▶ [Challenges]
**1.** Using the Cleaver-Brooks announcement, decide whether each statement agrees with it. Answer yes or no and quote the words that settle it.
(a) The Notes carry an interest rate of 12.25%.
(b) The proposed amendments would lengthen the minimum redemption notice period.
(c) Holders may tender their Notes without consenting to the proposed amendments.
**2.** Answer these questions from the Cleaver-Brooks announcement.
(a) What city is given at the start of the announcement?
(b) In what year are the Notes due?
(c) What would the proposed amendments do to the liens on the assets securing the Notes?
**3.** In the Cleaver-Brooks announcement, reproduce the passage from "Cleaver-Brooks is offering" up to and including "tender their Notes.".

THOMASVILLE, Ga.--(BUSINESS WIRE)--Cleaver-Brooks, Inc. ("Cleaver-Brooks") announced today that it is launching a tender offer and consent solicitation for its outstanding 12.25% Senior Secured Notes due 2016 (the "Notes").
Cleaver-Brooks is offering to purchase all of the outstanding Notes (the "Tender Offer"). Cleaver-Brooks also is soliciting consents (the "Solicitation") to certain proposed amendments to the indenture governing the Notes. The proposed amendments would (i) eliminate or modify substantially all of the restrictive covenants, certain events of default and certain other provisions contained in the indenture governing the Notes, (ii) shorten the minimum redemption notice period from 30 days to three days and (iii) release the liens on the assets securing the Notes. Holders who tender their Notes will be required to consent to the proposed amendments, and holders who consent to the proposed amendments will be required to tender their Notes.

▶ [Dataset content]
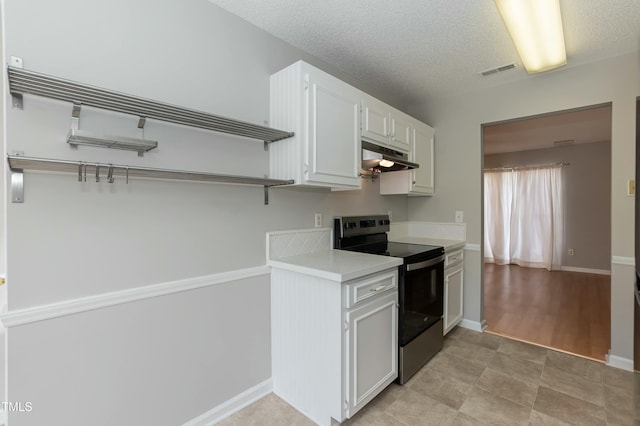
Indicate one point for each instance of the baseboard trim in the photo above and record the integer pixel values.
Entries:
(622, 260)
(586, 270)
(233, 405)
(619, 362)
(473, 325)
(83, 304)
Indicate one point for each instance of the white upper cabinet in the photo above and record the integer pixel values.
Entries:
(421, 179)
(324, 114)
(416, 182)
(385, 125)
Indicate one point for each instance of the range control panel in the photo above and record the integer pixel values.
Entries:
(351, 226)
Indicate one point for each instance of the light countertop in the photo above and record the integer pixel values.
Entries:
(336, 265)
(447, 244)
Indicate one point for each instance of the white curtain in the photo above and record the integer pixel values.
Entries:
(523, 217)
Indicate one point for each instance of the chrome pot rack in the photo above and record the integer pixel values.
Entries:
(98, 171)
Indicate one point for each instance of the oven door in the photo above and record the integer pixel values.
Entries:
(421, 291)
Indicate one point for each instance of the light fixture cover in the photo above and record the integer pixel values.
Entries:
(536, 29)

▶ [Task results]
**1.**
(a) Yes: "12.25% Senior Secured Notes due 2016"
(b) No: "shorten the minimum redemption notice period from 30 days to three days"
(c) No: "Holders who tender their Notes will be required to consent to the proposed amendments"

**2.**
(a) Thomasville, Ga.
(b) 2016
(c) Release them

**3.**
Cleaver-Brooks is offering to purchase all of the outstanding Notes (the "Tender Offer"). Cleaver-Brooks also is soliciting consents (the "Solicitation") to certain proposed amendments to the indenture governing the Notes. The proposed amendments would (i) eliminate or modify substantially all of the restrictive covenants, certain events of default and certain other provisions contained in the indenture governing the Notes, (ii) shorten the minimum redemption notice period from 30 days to three days and (iii) release the liens on the assets securing the Notes. Holders who tender their Notes will be required to consent to the proposed amendments, and holders who consent to the proposed amendments will be required to tender their Notes.